- **Datos de anotación de ubicación de objetos**
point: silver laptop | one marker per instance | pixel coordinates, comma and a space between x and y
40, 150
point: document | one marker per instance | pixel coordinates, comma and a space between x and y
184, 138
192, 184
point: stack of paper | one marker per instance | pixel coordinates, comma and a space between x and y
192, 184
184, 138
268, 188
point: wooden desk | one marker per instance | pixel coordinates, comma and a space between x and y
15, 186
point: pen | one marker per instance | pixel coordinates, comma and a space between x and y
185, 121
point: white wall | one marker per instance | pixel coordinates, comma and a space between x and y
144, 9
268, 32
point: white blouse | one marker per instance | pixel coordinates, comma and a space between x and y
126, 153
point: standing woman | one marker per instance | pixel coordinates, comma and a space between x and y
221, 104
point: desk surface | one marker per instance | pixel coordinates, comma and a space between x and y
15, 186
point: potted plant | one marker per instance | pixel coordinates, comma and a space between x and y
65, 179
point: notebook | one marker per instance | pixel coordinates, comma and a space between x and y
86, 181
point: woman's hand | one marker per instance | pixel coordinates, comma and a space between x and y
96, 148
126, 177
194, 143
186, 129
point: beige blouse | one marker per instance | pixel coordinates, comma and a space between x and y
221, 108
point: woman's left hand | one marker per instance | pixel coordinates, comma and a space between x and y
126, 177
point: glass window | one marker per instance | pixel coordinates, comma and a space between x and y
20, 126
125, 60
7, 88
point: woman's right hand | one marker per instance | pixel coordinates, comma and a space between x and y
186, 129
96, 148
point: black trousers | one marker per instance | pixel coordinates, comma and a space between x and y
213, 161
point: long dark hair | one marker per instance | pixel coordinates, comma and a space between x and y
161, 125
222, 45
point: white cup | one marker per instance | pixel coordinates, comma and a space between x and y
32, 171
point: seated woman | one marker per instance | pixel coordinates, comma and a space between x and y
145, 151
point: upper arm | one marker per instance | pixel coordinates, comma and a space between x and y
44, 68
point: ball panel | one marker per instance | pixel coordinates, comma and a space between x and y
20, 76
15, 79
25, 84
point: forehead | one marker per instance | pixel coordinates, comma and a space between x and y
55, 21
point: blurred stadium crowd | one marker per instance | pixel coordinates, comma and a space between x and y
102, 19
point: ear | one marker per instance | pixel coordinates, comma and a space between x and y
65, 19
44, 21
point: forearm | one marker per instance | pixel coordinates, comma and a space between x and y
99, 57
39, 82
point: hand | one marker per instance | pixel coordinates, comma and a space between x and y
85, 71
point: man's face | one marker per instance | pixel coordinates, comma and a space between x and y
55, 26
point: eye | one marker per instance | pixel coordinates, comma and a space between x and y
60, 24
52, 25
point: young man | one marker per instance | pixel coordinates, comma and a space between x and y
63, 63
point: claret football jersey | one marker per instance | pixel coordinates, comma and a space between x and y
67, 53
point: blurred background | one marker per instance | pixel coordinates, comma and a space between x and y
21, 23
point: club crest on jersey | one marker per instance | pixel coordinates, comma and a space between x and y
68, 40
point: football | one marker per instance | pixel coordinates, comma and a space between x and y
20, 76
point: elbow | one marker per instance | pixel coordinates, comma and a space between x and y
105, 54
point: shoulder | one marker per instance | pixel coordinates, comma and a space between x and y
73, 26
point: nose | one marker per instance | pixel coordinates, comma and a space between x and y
--
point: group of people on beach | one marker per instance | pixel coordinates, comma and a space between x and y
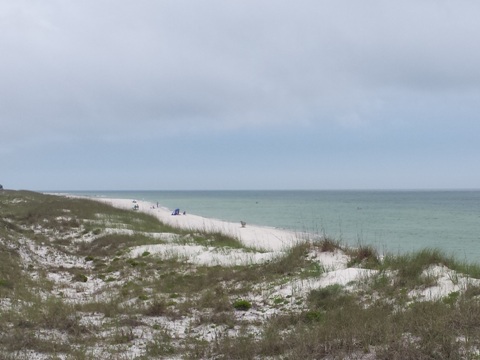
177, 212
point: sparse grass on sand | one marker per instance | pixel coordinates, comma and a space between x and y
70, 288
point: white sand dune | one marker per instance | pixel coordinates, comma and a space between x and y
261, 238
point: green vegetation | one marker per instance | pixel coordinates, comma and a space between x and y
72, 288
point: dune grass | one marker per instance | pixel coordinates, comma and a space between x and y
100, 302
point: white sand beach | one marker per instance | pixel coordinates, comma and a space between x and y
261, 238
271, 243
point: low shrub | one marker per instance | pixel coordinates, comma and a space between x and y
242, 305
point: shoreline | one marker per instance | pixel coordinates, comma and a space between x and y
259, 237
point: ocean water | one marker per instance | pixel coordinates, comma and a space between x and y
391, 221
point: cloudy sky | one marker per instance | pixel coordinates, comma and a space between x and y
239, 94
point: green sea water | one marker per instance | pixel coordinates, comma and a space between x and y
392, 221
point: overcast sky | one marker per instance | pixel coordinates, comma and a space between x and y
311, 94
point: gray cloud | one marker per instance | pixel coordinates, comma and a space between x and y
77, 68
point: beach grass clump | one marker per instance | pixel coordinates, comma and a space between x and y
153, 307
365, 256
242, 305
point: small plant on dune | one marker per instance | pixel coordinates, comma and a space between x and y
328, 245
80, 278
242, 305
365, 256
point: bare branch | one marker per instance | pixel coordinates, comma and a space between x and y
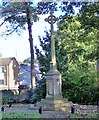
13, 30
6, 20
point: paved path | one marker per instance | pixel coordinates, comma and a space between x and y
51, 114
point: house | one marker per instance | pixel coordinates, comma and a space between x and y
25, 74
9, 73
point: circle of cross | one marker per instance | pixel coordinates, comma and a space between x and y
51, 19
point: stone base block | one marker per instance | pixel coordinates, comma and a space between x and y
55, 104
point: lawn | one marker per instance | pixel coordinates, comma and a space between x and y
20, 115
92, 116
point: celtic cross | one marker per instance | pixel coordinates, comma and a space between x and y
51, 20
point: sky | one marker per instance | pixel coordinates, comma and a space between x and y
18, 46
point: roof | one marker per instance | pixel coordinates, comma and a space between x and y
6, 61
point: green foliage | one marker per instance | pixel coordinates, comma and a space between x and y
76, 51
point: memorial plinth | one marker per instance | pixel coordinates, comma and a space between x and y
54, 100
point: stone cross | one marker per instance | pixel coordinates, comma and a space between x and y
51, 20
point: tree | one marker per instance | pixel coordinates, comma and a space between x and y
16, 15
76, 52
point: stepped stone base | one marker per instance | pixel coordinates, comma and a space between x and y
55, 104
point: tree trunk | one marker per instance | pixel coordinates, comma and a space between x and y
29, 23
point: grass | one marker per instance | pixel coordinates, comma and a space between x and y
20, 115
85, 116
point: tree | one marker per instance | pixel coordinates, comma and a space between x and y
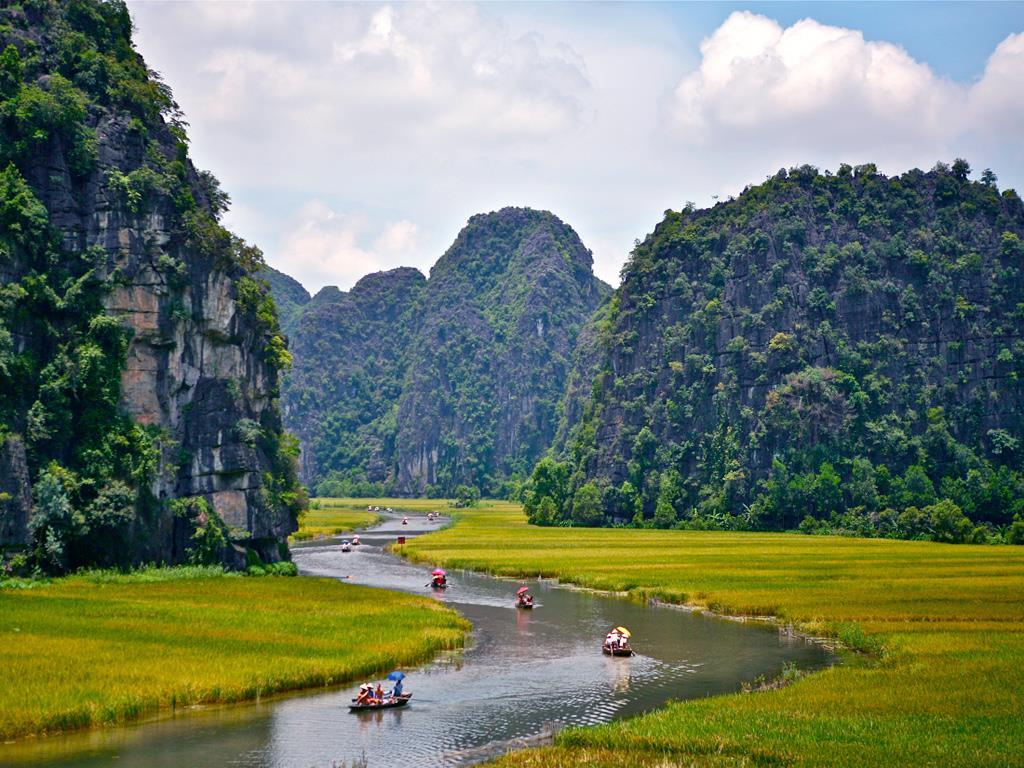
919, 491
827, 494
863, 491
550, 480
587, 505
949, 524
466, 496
==
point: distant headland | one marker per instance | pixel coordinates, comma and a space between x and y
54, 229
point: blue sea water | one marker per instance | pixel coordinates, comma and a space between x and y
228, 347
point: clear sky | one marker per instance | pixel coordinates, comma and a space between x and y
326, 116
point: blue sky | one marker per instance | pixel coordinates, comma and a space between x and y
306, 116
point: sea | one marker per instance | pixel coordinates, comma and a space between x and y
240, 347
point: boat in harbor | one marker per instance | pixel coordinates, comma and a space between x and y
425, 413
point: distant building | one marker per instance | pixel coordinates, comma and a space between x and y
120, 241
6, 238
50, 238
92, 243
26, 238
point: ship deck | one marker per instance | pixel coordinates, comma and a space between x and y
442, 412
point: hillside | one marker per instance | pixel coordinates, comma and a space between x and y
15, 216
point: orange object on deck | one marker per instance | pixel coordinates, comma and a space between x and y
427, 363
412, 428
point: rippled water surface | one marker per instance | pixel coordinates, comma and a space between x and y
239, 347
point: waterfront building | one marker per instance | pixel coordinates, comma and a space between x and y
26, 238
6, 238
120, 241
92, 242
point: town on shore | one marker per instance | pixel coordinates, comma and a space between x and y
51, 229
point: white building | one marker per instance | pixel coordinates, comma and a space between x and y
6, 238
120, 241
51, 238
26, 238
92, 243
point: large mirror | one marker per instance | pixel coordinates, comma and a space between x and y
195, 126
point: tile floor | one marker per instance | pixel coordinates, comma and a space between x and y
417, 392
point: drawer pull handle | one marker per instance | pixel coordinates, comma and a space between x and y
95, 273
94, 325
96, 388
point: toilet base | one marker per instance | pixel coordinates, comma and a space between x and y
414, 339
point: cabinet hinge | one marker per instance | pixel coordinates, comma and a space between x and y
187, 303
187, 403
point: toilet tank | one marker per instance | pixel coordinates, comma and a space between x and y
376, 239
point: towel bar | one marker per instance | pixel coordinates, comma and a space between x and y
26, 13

- **TAREA ASIGNADA**
Enumera, copiándolas completas, todas las líneas de los ítems que contienen la palabra "blurred". Ten en cuenta que se distingue entre mayúsculas y minúsculas.

- **RESULTADO FINAL**
point: blurred stadium crowd | one marker per instance | pixel coordinates, comma and a space between x and y
point: blurred background | one marker per instance | pixel coordinates, comma and a space between x and y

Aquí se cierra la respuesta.